__Description of the task__:
Down to the last line, print the data that follows exactly, without its pictures.

=-=-=

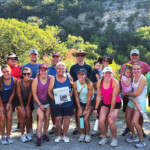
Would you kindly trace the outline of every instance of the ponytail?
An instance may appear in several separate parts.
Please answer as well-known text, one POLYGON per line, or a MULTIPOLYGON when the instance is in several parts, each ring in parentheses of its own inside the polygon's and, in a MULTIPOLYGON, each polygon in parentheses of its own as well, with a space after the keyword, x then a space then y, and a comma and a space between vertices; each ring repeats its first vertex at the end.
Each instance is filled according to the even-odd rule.
POLYGON ((85 78, 85 82, 86 82, 86 84, 90 84, 90 83, 91 83, 91 80, 86 77, 86 78, 85 78))
POLYGON ((103 82, 104 82, 104 76, 103 76, 103 77, 102 77, 102 79, 101 79, 100 89, 102 88, 102 84, 103 84, 103 82))

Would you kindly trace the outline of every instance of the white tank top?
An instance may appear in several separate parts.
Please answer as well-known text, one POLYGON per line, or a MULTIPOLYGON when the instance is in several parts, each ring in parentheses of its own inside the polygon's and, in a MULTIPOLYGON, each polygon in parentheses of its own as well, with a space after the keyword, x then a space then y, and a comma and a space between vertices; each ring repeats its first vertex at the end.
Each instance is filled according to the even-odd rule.
MULTIPOLYGON (((83 86, 84 86, 84 84, 81 85, 79 80, 77 80, 77 91, 78 91, 78 93, 80 92, 80 90, 82 89, 83 86)), ((79 94, 79 100, 80 100, 81 103, 84 103, 84 104, 87 103, 87 100, 88 100, 88 88, 87 88, 87 85, 84 87, 84 89, 79 94)))
MULTIPOLYGON (((133 84, 132 84, 132 87, 133 87, 133 90, 134 92, 137 91, 137 88, 139 86, 139 83, 140 83, 140 80, 144 77, 144 75, 142 74, 138 80, 137 83, 134 82, 135 80, 135 77, 133 78, 133 84)), ((145 100, 146 99, 146 94, 147 94, 147 86, 144 86, 143 90, 141 91, 140 95, 136 97, 137 100, 145 100)))

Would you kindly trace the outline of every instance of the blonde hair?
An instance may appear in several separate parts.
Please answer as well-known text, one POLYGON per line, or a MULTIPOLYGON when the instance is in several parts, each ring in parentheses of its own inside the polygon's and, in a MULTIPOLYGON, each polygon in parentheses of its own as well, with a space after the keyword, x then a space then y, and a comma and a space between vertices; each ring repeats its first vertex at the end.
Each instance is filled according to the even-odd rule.
POLYGON ((58 68, 59 65, 63 65, 63 66, 65 66, 65 68, 66 68, 65 63, 63 63, 63 62, 60 61, 60 62, 58 62, 58 63, 56 64, 56 69, 58 68))
POLYGON ((23 71, 24 71, 24 70, 30 71, 30 74, 31 74, 31 76, 32 76, 32 71, 31 71, 31 69, 28 68, 28 67, 24 67, 23 70, 22 70, 22 72, 21 72, 21 78, 23 78, 23 71))

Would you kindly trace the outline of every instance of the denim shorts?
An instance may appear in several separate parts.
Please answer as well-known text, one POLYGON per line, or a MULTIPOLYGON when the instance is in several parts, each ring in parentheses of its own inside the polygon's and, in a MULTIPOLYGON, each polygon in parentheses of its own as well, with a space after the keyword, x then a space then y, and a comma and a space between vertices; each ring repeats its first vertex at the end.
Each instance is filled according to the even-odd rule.
MULTIPOLYGON (((111 108, 111 105, 104 104, 103 102, 102 106, 108 107, 109 109, 111 108)), ((121 109, 121 102, 116 103, 114 109, 121 109)))
MULTIPOLYGON (((126 92, 126 93, 133 93, 134 91, 133 90, 131 90, 131 91, 128 91, 128 92, 126 92)), ((131 97, 131 96, 128 96, 128 99, 130 100, 130 101, 132 101, 132 100, 135 100, 136 99, 136 97, 131 97)))
MULTIPOLYGON (((137 102, 139 103, 139 105, 141 106, 141 109, 146 112, 146 100, 137 100, 137 102)), ((132 101, 128 102, 128 106, 133 108, 133 109, 137 109, 136 106, 134 105, 134 103, 132 101)))
MULTIPOLYGON (((42 105, 46 105, 46 104, 50 104, 50 101, 40 101, 42 105)), ((33 102, 34 105, 34 109, 37 110, 38 108, 40 108, 40 106, 34 101, 33 102)))
POLYGON ((52 114, 54 117, 74 115, 73 106, 57 107, 57 106, 52 105, 51 110, 52 110, 52 114))

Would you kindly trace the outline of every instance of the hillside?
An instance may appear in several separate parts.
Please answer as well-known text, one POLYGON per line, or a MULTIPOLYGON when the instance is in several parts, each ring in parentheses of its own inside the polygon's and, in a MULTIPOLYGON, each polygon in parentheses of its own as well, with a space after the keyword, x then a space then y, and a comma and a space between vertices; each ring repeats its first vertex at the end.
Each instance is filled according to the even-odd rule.
POLYGON ((135 31, 150 24, 149 6, 150 0, 0 0, 0 17, 41 28, 57 25, 62 41, 68 34, 81 36, 97 44, 100 55, 109 53, 122 64, 130 49, 139 46, 135 31))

=-=-=

__Answer box__:
Would you kindly trace the outline of every instance of the ponytail?
An instance may appear in several separate parts.
Please answer as well-known text, one POLYGON per line, or a MULTIPOLYGON when the instance is in several parts, each ring in parentheses of its own inside the polygon's and, in a MULTIPOLYGON, each polygon in parentheses of its own as well, with a space after the keyword, x then a space then y, and a comma and a space between vertices; each ring repeats its first vertex at the end.
Each instance is filled according to the even-odd rule.
POLYGON ((85 78, 85 82, 86 82, 86 84, 90 84, 90 83, 91 83, 91 80, 86 77, 86 78, 85 78))
POLYGON ((103 82, 104 82, 104 76, 103 76, 103 77, 102 77, 102 79, 101 79, 100 89, 102 88, 102 84, 103 84, 103 82))

Would you kindly trace the outline of every instance of the white tank top?
An instance may appear in several separate parts.
Please answer as well-known text, one POLYGON per line, or a MULTIPOLYGON when the instance is in several parts, each ring in parentheses of its own inside the polygon's and, in a MULTIPOLYGON, each polygon in parentheses of its own as well, with a space after the keyword, x then a space then y, and a comma and a space between vertices; each ring repeats its first vertex at the end.
Each instance is filled according to the even-odd rule.
MULTIPOLYGON (((83 86, 84 86, 84 84, 81 85, 79 80, 77 80, 77 91, 78 91, 78 93, 80 92, 80 90, 82 89, 83 86)), ((79 94, 79 100, 80 100, 81 103, 84 103, 84 104, 87 103, 87 100, 88 100, 88 88, 87 88, 87 85, 84 87, 84 89, 79 94)))
MULTIPOLYGON (((133 84, 132 84, 132 87, 133 87, 133 90, 134 92, 137 91, 137 88, 139 86, 139 83, 140 83, 140 80, 144 77, 144 75, 142 74, 138 80, 137 83, 134 82, 135 80, 135 77, 133 78, 133 84)), ((145 100, 146 99, 146 94, 147 94, 147 86, 144 86, 143 90, 141 91, 140 95, 136 97, 137 100, 145 100)))

Would you kindly trace the outline of every instance of the blonde hair?
An instance may appear in several separate parts.
Please answer as well-known text, one POLYGON per line, or a MULTIPOLYGON when the instance is in several parts, each ring in parentheses of its own inside the polygon's and, in a MULTIPOLYGON, each polygon in parentheses of its own as well, with a space after the keyword, x then a space then y, and a comma and a space between vertices; each ring repeats its first vertex at the end.
Each instance is filled according to the even-odd rule.
POLYGON ((58 68, 59 65, 63 65, 63 66, 65 66, 65 68, 66 68, 65 63, 63 63, 63 62, 60 61, 60 62, 58 62, 58 63, 56 64, 56 69, 58 68))
POLYGON ((23 71, 24 71, 24 70, 30 71, 30 74, 31 74, 31 76, 32 76, 32 71, 31 71, 31 69, 28 68, 28 67, 24 67, 23 70, 22 70, 22 72, 21 72, 21 78, 23 78, 23 71))

Would you kindly trace the outline of every instance of the denim shorts?
An instance may appear in several separate parts.
Please answer as well-known text, one POLYGON per line, or a MULTIPOLYGON when the instance is in several parts, each ring in parentheses of its own inside the polygon's and, in a MULTIPOLYGON, each polygon in parentheses of its own as well, with a space after the keyword, x then a space then y, and a comma and a space between vertices; each ring repeats its first vertex at the end.
Each instance is filled according to the even-odd rule.
MULTIPOLYGON (((111 108, 111 105, 104 104, 103 102, 102 106, 108 107, 109 109, 111 108)), ((121 109, 121 102, 116 103, 114 109, 121 109)))
MULTIPOLYGON (((126 92, 126 93, 133 93, 134 91, 133 90, 131 90, 131 91, 128 91, 128 92, 126 92)), ((131 97, 131 96, 128 96, 128 99, 130 100, 130 101, 132 101, 132 100, 135 100, 136 99, 136 97, 131 97)))
MULTIPOLYGON (((137 102, 139 103, 139 105, 141 106, 141 109, 146 112, 146 100, 137 100, 137 102)), ((132 101, 128 102, 128 106, 133 108, 133 109, 137 109, 136 106, 134 105, 134 103, 132 101)))
MULTIPOLYGON (((42 105, 46 105, 46 104, 50 104, 50 101, 40 101, 42 105)), ((33 102, 34 105, 34 109, 37 110, 38 108, 40 108, 40 106, 34 101, 33 102)))
POLYGON ((52 114, 54 117, 74 115, 73 106, 57 107, 57 106, 52 105, 51 110, 52 110, 52 114))

Would you kindly trace the outline of every instance of the hillside?
An instance may appear in several separate parts.
Please answer as well-known text, one POLYGON per line, or a MULTIPOLYGON when the instance is in several parts, each ring in parentheses of its own inside the polygon's and, in a MULTIPOLYGON, each polygon in parentheses of its own as well, with a space after the keyword, x then a space then y, and a comma and a space between vertices; each ring repeats its first vertex at the end.
Each instance is filled according to the even-odd rule.
POLYGON ((135 31, 150 24, 149 6, 150 0, 0 0, 0 17, 41 28, 57 25, 62 41, 68 34, 81 36, 97 44, 100 55, 109 53, 122 64, 130 49, 139 46, 135 31))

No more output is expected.